╭─ SUPPLIED PASSAGE

Cleveland is seeing quality development, but is still slow to lease up.

by admin

The Cleveland real estate market can be characterized by a variety of ‘good news/bad news’ stories. For example, American Greetings announced earlier this year that it would be building a new $100 million world headquarters in Cleveland’s suburb of Westlake, Ohio. And while retaining this Fortune 500 company in the region is good news to most, it certainly was bad news to Cleveland’s suburb of Brooklyn, the long-time home to the company and its 1,750 workers. But no where is the ‘good news/bad news’ story more compelling than in the central business district or CBD.

First, the good news. Cleveland is undergoing a massive construction boom, the largest since the late 1980s/early 1990s. Over $1 billion of new development is currently under way in the CBD alone, spearheaded by three primary projects. The first is the long-anticipated Medical Mart and associated convention center. This $465 million complex will include a four-story permanent showplace for medical equipment and technology, connected to a 230,000-square-foot convention center, which is anticipated to be completed in 2013.

Cleveland

The $465 million Medical Mart and adjacent convention center
is expected to be complete in 2013.

The second is the Horsehoe Casino, initially converting 300,000 square feet in a former downtown department store into a temporary casino. This is $400 million project expected to open in early 2012. And third is the first phase of the Flats East Bank development (pictured below). Representing the first new office construction in the CBD in more than 20 years, this $275 million project will include a 475,000-square-foot office building anchored by Ernst & Young and Tucker Ellis & West, a 150-room Aloft hotel and assorted retail, restaurants and green space. This initial phase is expected to be completed by mid-2013.

Flats

The Flats East Bank development is the first new office
construction in downtown Cleveland in more than 20 years.

╰─
╭─ STUDY MATERIAL

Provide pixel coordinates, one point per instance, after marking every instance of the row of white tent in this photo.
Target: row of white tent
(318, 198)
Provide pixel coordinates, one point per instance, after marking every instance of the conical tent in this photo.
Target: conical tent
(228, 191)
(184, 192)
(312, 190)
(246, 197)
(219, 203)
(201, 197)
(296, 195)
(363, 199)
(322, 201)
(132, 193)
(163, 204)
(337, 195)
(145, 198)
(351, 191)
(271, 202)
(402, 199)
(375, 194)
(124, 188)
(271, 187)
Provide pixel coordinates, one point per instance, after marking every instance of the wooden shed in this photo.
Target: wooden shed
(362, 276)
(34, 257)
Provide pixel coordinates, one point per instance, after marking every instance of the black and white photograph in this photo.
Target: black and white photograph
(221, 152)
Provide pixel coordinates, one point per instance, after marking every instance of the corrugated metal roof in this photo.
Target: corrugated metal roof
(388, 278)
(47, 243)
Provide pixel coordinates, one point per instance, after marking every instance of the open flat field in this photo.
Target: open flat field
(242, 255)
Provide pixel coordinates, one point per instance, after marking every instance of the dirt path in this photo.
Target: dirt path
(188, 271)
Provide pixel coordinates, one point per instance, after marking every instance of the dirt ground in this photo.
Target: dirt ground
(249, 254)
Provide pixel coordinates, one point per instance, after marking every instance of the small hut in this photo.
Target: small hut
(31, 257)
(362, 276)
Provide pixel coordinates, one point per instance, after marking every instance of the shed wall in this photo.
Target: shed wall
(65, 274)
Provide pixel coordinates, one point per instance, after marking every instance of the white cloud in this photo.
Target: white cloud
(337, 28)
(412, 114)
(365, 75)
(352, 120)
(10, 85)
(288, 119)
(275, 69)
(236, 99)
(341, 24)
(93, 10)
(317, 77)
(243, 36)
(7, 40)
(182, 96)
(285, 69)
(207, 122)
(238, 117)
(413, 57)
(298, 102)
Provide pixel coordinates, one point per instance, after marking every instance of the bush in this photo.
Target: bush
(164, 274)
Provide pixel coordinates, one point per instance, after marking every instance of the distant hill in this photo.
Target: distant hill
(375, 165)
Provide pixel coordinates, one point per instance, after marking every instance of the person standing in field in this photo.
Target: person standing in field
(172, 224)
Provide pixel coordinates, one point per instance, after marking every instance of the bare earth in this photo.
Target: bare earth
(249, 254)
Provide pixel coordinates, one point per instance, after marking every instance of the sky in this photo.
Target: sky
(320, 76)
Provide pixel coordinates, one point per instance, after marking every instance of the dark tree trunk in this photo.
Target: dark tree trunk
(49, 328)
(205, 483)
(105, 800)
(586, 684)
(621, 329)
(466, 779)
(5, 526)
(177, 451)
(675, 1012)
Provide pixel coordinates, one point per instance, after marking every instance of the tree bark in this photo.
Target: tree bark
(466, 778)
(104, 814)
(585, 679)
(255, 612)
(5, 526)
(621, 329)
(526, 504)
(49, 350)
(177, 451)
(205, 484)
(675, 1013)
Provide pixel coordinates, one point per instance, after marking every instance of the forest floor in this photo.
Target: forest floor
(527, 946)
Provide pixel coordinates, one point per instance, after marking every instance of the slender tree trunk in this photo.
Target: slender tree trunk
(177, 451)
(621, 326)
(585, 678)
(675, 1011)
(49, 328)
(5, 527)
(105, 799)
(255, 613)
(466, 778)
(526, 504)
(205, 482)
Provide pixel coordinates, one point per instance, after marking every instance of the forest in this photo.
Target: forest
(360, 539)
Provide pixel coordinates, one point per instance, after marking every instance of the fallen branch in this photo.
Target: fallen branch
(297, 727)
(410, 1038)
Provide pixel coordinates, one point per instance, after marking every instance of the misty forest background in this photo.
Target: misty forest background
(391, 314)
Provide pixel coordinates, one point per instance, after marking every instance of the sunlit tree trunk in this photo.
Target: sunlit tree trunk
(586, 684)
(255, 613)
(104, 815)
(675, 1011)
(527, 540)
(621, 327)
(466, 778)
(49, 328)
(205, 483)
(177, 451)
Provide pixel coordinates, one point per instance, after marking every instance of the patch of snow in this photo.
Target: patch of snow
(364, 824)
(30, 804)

╰─

* QUESTIONS
**1)** Reproduce the part of the Cleveland real estate article starting with "The Cleveland real" and going on through "district or CBD.".
**2)** According to the Cleveland real estate article, which two firms anchor the office building in the first phase of the Flats East Bank development?
**3)** Extend the Cleveland real estate article from the point where it stops.

* ANSWERS BY ITEM NUMBER
**1)**
The Cleveland real estate market can be characterized by a variety of ‘good news/bad news’ stories. For example, American Greetings announced earlier this year that it would be building a new $100 million world headquarters in Cleveland’s suburb of Westlake, Ohio. And while retaining this Fortune 500 company in the region is good news to most, it certainly was bad news to Cleveland’s suburb of Brooklyn, the long-time home to the company and its 1,750 workers. But no where is the ‘good news/bad news’ story more compelling than in the central business district or CBD.

**2)** Ernst & Young and Tucker Ellis & West.

**3)**
Now, the bad news. While the overall CBD occupancy rate among all office buildings is around 85 percent, the view quickly changes as individual sectors are examined. For example, the occupancy rate amongst just Class B buildings is much lower, approximately 75 percent at mid-year. And occupancy could continue to slide as several large tenants complete moves out of Class B buildings over the next 12 to 18 months. Even more disconcerting are a small but growing number of distressed/value-added properties in the CBD that have recently sold at very low prices. 65 & 75 Erieview, a 190,000-square-foot office complex, sold for $2.5 million — it had been assessed at $6.2 million. The Huntington Building, a 1.3 million-square-foot office building, sold for $18.5 million after being assessed at $41.5 million. KeyBank Center, a 475,000-square-foot office building, is in the process of being sold at auction for approximately $7.5 million — it last sold in 2007 for $45 million. A 524-space parking garage at 515 Euclid Avenue sold at auction for $8.15 million — it was built in 2005 at a cost of more than $25 million. Although each of these sales is accompanied by its own set of circumstances, the general trend is troubling, particularly given the distressed/value-added status of several other high-profile assets in the CBD.

The next few years will be exciting yet critical not only for downtown Cleveland but for the entire region. These new projects, as well as several others, will be completed. And more importantly, their associated impact will become much more defined. But the true test will be how much of this good news spills out into the rest of the commercial real estate market.

— Alec Pacella is senior vice president, director of investment services for NAI Daus.